## [Selected extract]
# # # # #
Cory Diary : Trading Log 2020-0814


Due to Work-From-Home, Trading has increased despite very busy hours with my new born as I will managed time in-between caring for her as a relaxation instead of sleep. I will need to change this before sleeplessness becomes a norm.


SGX

Over months I have built-up a position in this counter after the large drop due to MSCI discontinuation. My thoughts is that this is financial, exchange, digital and Covid Proof. And the market over-reacted. Considering the situation in Hong Kong right now, I think MSCI moves probably not so good politically.

Below is the new interface of SGX Portfolio page. This is good improvement. Do note only track shares accredited to it. 



Yield wise, the increase in DPU is a positive move of SGX. And I am looking into their growth opportunities. Personally i feel they have many opportunities in the fintech future.


VICOM

The yesterday report of lower returns are not unexpected as the information is publicly known previously. My last position was June prior to the share splits so I did not sell at the top. I would think this may reflects on SBS Transit as well so avoided any new position on it. Both counters will be interesting to monitor.
# # # # #
## [Given information]

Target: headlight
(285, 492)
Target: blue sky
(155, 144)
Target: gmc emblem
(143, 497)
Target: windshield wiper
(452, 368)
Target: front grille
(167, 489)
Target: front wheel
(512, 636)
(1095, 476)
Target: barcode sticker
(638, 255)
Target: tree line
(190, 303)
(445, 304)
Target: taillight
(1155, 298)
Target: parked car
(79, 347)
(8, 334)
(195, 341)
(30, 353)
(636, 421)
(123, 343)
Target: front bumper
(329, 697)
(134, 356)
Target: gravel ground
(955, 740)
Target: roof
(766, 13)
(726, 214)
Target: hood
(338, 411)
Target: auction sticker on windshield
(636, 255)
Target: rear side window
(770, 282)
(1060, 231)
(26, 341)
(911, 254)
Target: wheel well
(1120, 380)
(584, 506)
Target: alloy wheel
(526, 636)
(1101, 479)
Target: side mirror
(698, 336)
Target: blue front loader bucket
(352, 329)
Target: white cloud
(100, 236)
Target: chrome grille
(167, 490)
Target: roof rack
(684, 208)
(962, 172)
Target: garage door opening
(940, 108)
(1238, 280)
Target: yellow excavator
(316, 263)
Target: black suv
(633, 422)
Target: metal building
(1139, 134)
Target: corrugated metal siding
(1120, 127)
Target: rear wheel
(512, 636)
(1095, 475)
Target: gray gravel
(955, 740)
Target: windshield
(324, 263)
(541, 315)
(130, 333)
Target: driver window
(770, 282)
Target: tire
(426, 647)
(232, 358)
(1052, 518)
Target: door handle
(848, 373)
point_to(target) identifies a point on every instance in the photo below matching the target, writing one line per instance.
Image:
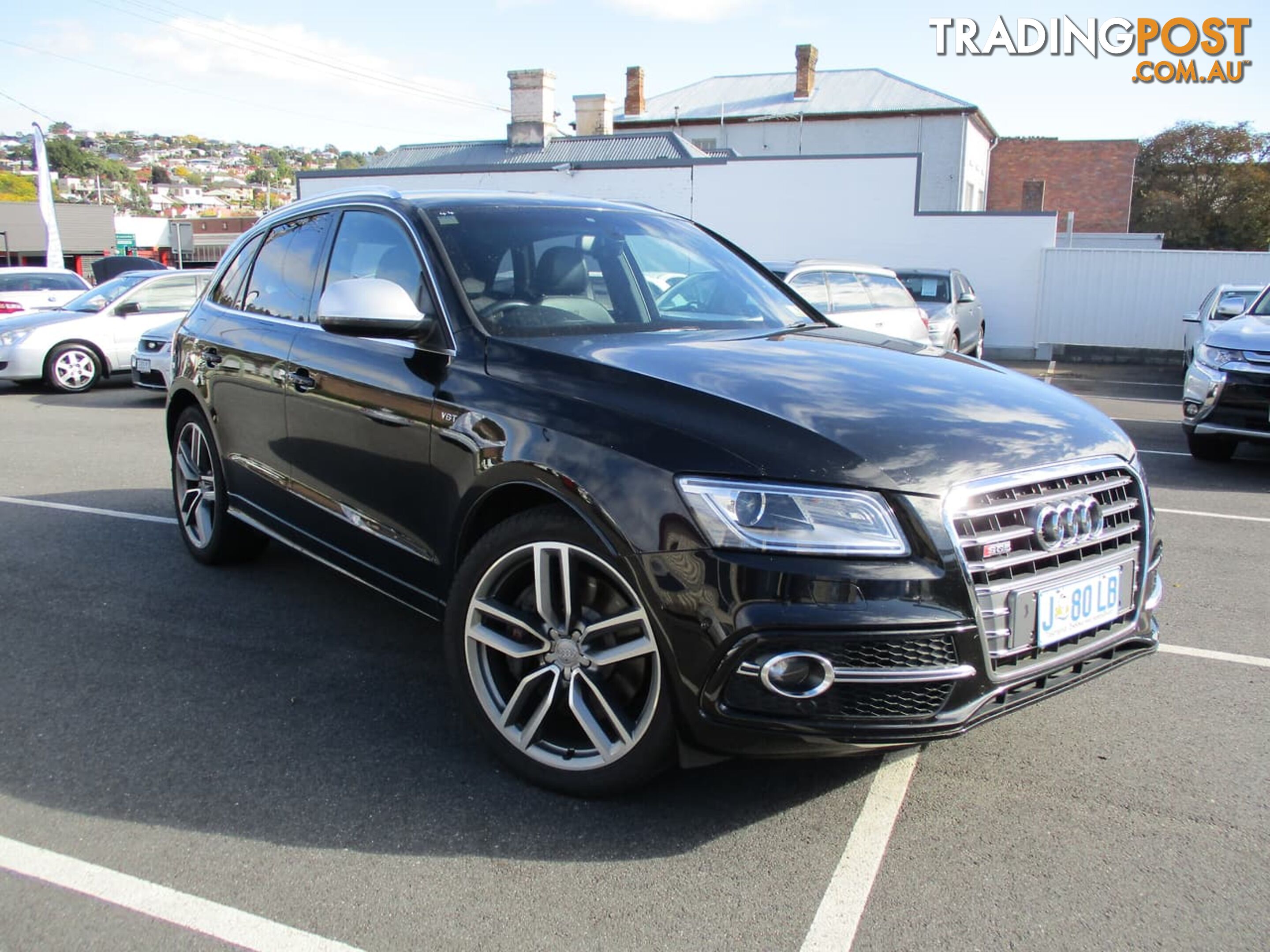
# # # # #
## [The problem]
Please extract the entire trading log entry, word for word. None of the data is needed here.

## [Finished exercise]
Cory Diary : Trading Log 2020-0814


Due to Work-From-Home, Trading has increased despite very busy hours with my new born as I will managed time in-between caring for her as a relaxation instead of sleep. I will need to change this before sleeplessness becomes a norm.


SGX

Over months I have built-up a position in this counter after the large drop due to MSCI discontinuation. My thoughts is that this is financial, exchange, digital and Covid Proof. And the market over-reacted. Considering the situation in Hong Kong right now, I think MSCI moves probably not so good politically.

Below is the new interface of SGX Portfolio page. This is good improvement. Do note only track shares accredited to it. 



Yield wise, the increase in DPU is a positive move of SGX. And I am looking into their growth opportunities. Personally i feel they have many opportunities in the fintech future.


VICOM

The yesterday report of lower returns are not unexpected as the information is publicly known previously. My last position was June prior to the share splits so I did not sell at the top. I would think this may reflects on SBS Transit as well so avoided any new position on it. Both counters will be interesting to monitor.